_Document extract:_
%%

Align two 3D vectors using Euler Angles ($\alpha_x,\alpha_y,\alpha_z$)

Assume there are two 3D vectors $p$ and $q$ and $p$ needs to be aligned (point in the same direction as) to $q$.

First, let’s extract the axis-angle representation $k$ and $\theta$:

$
\begin{eqnarray}
k &=& p \times q \\
k &=& \frac{k}{||k||} \\
p &=& \frac{p}{||p||} \\
q &=& \frac{q}{||q||} \\
\theta &=& cos^{-1}(p \cdot q)
\end{eqnarray} $

Convert axis-angle ($k$ and $\theta$) to a matrix $R$

$\begin{eqnarray}
K &=&
\left[ \begin{array}{ccc}
0 & k(3) & k(2) \\
k(3) & 0 & -k(1) \\
-k(2) & k(1) & 0
\end{array} \right] \\
R &=& e^{\theta K} \\
R &=& I +sin(\theta)K + (1-cos(\theta))K^2
\end{eqnarray} $

Convert matrix $R$ to Euler angles ($\alpha_x,\alpha_y,\alpha_z$)

%%

_Extracted material:_
%%

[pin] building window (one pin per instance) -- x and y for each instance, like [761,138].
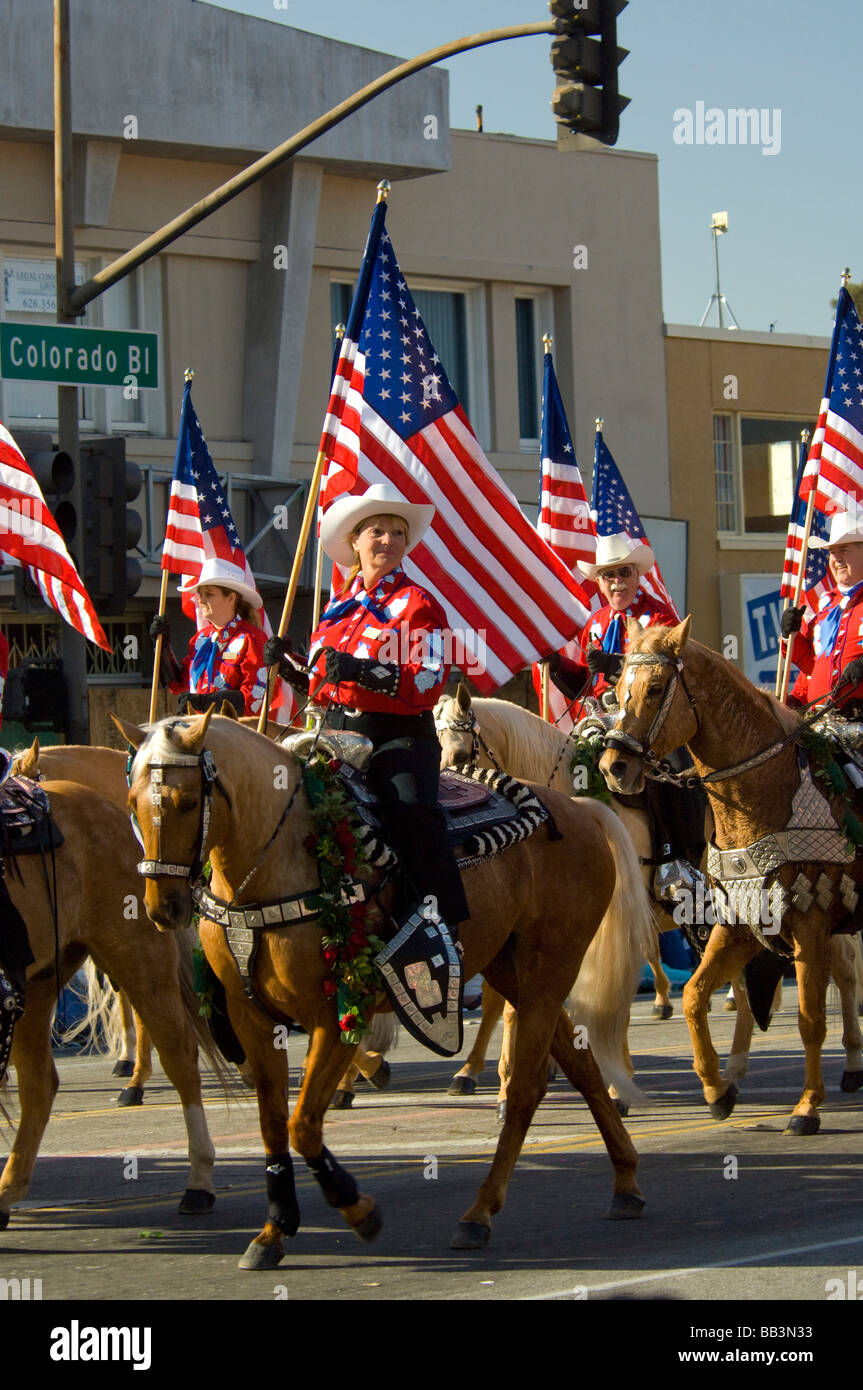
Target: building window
[528,375]
[755,467]
[723,471]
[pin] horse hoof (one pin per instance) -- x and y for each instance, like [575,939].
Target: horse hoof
[371,1225]
[261,1257]
[471,1235]
[462,1086]
[195,1201]
[803,1125]
[381,1079]
[626,1207]
[721,1109]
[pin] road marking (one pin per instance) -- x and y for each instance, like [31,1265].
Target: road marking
[763,1258]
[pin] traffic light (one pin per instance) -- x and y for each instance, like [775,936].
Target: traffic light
[587,100]
[110,528]
[54,473]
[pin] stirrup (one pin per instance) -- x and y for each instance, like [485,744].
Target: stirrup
[673,879]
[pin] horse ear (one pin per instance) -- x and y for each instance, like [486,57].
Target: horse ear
[680,634]
[131,733]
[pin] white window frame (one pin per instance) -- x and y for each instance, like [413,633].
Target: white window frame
[475,335]
[544,323]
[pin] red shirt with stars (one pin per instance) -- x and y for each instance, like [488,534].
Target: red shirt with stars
[238,663]
[820,667]
[396,623]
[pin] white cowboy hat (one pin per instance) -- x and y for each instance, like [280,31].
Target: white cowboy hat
[844,527]
[227,576]
[348,512]
[619,549]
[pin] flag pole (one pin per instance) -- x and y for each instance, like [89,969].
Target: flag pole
[303,541]
[546,705]
[784,665]
[163,599]
[318,569]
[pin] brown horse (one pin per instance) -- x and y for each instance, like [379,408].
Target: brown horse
[97,897]
[674,691]
[534,912]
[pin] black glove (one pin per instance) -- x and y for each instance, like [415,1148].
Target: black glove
[603,663]
[791,622]
[853,672]
[373,676]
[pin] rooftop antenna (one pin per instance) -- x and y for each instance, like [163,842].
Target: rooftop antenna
[719,225]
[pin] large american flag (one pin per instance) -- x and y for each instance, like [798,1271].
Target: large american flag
[834,467]
[613,512]
[564,519]
[200,526]
[29,537]
[393,417]
[816,577]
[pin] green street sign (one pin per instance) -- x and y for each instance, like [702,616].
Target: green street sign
[72,356]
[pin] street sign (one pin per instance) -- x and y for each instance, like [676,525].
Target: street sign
[72,356]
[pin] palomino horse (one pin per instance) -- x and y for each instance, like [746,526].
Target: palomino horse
[745,749]
[97,893]
[104,770]
[495,733]
[534,911]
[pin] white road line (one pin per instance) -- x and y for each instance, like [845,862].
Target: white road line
[763,1258]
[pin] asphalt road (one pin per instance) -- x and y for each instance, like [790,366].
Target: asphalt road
[735,1211]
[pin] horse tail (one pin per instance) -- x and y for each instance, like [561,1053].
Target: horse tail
[609,973]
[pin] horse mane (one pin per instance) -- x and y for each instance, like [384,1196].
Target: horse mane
[525,744]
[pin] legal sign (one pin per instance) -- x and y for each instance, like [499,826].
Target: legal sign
[72,356]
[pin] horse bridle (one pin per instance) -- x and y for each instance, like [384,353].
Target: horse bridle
[469,724]
[210,780]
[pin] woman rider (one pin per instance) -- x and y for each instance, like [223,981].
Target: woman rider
[227,653]
[378,667]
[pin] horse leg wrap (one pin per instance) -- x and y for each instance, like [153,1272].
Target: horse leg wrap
[339,1187]
[284,1209]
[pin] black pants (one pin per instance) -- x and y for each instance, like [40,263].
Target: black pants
[403,773]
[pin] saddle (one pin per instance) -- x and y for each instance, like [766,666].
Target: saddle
[25,820]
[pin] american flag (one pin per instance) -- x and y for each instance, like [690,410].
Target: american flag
[29,537]
[834,467]
[816,578]
[613,512]
[564,519]
[200,527]
[393,417]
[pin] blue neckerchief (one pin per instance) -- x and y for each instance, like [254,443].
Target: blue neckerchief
[828,626]
[207,651]
[362,598]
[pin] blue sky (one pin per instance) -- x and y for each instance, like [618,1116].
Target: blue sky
[795,217]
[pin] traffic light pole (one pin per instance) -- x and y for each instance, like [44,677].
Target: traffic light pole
[71,644]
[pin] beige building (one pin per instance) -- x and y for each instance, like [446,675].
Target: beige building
[737,405]
[502,239]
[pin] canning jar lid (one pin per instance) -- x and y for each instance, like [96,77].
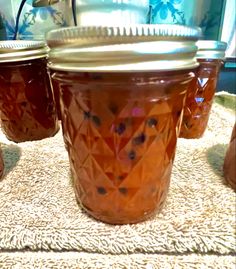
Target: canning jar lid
[211,49]
[123,48]
[21,50]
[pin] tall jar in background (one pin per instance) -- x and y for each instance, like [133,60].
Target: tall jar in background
[206,14]
[27,110]
[121,98]
[201,92]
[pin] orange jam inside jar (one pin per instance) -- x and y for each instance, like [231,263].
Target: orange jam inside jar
[121,112]
[27,109]
[201,92]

%%

_Given exercise 1:_ In the vector alignment text, how is the axis k computed before it is normalized?
_Given exercise 2:_ Name every vector that the vector alignment text normalizes by dividing it by its own norm.
_Given exercise 3:_ Resume the vector alignment text after its final line, which introduces converting the matrix R to Euler angles.

_Task answer 1:_ It is computed as the cross product of p and q.

_Task answer 2:_ k, p, and q

_Task answer 3:_
$\begin{eqnarray}
\alpha_x &=& atan2(R(3,2), R(3,3)) \\
\alpha_y &=& atan2(-R(3,1), \sqrt{R(3,2)^2 + R(3,3)^2}) \\
\alpha_z &=& atan2(R(2,1), R(1,1))
\end{eqnarray} $

Verify Results

$\begin{eqnarray}
M_x &=&
\left[ \begin{array}{ccc}
1 & 0 & 0 \\
0 & cos(\alpha_x) & -sin(\alpha_x) \\
0 & sin(\alpha_x) & cos(\alpha_x)
\end{array} \right] \\
M_y &=&
\left[ \begin{array}{ccc}
cos(\alpha_y) & 0 & sin(\alpha_y) \\
0 & 1 & 0 \\
-sin(\alpha_y) & 0 & cos(\alpha_y)
\end{array} \right] \\
M_z &=&
\left[ \begin{array}{ccc}
cos(\alpha_z) & -sin(\alpha_z) & 0 \\
sin(\alpha_z) & cos(\alpha_z) & 0 \\
0 & 0 & 1
\end{array} \right] \\
p_{rot} &=& M_zM_yM_xp \\
p_{rot} &=& \frac{p_{rot}}{||p_{rot}||} \\
q &=& \frac{q}{||q||} \\
metric &=& atan2(||p_{rot} \times q||, p_{rot} \cdot q)
\end{eqnarray} $

Metric should be zero.